» REQUIRED WORK
In the records below, change "instance" to "object" in the stretch from the line containing "trace: tree" through the line containing "M335 0L306 0L305 5L341 5Z", and give that stretch again with everything else left as it is. Leave the pictures out of your answer.

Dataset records

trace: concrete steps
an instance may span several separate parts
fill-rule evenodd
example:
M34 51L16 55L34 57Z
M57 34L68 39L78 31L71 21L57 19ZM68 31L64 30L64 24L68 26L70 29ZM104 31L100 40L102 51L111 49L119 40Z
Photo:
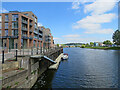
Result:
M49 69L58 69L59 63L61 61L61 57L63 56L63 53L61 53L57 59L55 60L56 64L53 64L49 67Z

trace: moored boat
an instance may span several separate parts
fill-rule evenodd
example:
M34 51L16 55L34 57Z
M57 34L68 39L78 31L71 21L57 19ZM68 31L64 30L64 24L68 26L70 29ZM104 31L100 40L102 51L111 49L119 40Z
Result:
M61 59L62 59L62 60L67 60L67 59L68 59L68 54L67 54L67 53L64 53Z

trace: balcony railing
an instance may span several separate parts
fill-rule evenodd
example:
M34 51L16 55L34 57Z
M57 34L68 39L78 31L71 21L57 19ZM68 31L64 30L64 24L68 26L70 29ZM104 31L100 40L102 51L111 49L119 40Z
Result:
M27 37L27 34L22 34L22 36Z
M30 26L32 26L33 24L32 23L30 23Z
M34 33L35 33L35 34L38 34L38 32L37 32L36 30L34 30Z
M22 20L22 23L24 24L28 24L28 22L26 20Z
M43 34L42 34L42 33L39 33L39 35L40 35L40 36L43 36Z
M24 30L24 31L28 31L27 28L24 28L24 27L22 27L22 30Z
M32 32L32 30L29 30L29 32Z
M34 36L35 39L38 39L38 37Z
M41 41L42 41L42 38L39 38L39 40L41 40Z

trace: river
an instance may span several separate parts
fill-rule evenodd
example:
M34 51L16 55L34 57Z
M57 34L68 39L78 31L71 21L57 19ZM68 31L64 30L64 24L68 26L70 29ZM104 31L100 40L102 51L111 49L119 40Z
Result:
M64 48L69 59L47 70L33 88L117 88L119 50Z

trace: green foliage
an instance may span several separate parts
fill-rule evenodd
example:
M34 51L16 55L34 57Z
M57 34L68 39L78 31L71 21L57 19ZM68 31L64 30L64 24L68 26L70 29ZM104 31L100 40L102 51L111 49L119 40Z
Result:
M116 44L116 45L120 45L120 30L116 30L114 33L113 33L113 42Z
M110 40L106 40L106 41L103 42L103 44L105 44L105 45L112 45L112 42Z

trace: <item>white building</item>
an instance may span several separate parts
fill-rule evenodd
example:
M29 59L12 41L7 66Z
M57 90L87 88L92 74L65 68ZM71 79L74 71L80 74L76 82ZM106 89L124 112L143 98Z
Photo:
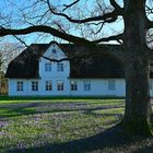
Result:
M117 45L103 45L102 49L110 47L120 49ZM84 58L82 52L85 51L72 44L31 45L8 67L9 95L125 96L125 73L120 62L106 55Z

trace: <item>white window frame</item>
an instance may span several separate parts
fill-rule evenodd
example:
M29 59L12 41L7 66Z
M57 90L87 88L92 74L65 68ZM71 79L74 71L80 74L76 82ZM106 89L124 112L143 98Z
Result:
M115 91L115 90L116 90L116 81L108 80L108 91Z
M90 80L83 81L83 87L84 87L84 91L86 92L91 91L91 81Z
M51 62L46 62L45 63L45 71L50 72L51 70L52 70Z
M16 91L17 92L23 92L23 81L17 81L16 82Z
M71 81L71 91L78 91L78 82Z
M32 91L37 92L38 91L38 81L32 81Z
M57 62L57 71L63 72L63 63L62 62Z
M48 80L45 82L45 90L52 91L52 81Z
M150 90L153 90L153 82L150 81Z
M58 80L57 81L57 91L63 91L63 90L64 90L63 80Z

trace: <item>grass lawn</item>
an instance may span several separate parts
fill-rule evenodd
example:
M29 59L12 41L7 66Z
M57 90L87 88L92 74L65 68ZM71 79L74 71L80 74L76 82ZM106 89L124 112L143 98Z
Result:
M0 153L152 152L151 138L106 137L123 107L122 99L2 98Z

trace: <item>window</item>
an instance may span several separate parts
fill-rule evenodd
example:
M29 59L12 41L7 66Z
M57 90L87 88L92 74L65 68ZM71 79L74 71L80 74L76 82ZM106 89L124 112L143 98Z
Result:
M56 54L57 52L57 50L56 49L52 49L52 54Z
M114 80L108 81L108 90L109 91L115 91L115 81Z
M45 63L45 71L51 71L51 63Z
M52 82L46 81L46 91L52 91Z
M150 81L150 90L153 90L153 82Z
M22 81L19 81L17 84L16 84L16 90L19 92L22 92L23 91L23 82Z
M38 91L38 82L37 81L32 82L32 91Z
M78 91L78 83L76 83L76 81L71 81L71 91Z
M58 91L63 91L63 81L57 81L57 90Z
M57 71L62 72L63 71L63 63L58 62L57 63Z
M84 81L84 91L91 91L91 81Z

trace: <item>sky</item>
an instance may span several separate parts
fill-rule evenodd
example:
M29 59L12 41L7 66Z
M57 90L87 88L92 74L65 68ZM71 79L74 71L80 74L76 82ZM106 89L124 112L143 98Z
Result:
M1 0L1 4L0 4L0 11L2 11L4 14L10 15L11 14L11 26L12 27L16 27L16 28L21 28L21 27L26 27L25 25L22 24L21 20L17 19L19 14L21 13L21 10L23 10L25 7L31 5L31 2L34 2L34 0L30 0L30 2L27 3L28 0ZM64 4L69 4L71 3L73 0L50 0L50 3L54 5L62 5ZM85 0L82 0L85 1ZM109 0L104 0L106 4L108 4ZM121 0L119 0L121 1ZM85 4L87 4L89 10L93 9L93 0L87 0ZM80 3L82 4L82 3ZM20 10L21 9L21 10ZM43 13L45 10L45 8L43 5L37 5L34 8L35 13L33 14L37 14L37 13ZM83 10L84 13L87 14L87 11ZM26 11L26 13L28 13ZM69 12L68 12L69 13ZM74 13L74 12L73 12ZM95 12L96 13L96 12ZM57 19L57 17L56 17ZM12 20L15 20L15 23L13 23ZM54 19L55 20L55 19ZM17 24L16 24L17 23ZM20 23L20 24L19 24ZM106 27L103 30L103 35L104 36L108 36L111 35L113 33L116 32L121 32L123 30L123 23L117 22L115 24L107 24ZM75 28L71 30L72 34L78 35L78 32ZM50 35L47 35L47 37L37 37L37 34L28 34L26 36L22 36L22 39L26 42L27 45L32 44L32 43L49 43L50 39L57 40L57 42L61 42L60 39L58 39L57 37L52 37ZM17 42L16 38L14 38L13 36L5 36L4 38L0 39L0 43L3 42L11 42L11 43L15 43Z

==

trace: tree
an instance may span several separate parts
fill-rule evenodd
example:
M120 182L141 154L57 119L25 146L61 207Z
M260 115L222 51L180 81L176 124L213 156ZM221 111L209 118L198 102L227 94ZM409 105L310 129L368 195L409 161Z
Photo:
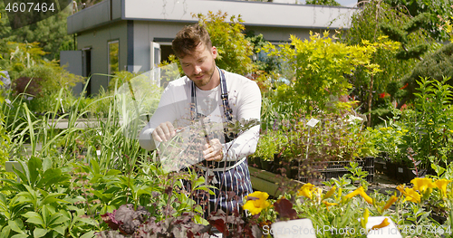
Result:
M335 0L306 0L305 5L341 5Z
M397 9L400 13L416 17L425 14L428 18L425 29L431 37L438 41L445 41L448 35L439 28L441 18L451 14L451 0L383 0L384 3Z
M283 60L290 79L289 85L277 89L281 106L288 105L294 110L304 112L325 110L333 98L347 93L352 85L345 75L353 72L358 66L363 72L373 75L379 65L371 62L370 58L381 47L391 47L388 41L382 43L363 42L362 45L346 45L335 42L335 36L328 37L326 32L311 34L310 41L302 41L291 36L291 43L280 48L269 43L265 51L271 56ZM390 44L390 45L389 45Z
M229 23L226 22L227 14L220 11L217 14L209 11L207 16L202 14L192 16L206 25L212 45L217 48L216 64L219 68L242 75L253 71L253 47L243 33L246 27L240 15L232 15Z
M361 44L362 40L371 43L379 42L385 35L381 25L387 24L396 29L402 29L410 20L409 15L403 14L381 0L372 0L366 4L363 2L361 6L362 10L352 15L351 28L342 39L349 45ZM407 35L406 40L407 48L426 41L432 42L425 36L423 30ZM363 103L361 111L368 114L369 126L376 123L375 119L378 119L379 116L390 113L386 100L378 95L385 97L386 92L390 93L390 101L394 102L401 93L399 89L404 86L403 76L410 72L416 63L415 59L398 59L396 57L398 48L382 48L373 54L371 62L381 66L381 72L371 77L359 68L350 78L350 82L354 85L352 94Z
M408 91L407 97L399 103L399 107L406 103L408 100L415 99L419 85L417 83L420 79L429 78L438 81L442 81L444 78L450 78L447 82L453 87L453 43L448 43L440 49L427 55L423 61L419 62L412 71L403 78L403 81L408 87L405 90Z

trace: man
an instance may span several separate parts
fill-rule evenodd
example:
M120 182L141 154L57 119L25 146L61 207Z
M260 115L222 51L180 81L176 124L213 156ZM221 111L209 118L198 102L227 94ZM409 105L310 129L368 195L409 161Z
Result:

* * *

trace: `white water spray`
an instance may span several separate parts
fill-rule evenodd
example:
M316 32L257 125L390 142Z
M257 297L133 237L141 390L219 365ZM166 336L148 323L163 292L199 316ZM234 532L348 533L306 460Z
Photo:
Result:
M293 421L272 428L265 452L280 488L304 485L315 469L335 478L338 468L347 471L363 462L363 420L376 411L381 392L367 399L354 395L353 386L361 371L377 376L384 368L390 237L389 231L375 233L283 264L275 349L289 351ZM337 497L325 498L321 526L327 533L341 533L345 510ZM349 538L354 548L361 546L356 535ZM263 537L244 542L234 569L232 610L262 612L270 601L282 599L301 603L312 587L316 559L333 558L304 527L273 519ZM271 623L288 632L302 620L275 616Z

» PROBLEM SOLUTION
trace: tree
an object may span several separate parts
fill-rule evenodd
example:
M120 182L141 154L57 119L25 146L61 207Z
M260 115L222 51L180 81L176 124L213 156ZM221 111L209 118L198 102L227 94ZM409 105L310 129L368 195L409 161Z
Photo:
Result:
M335 0L306 0L305 5L341 5Z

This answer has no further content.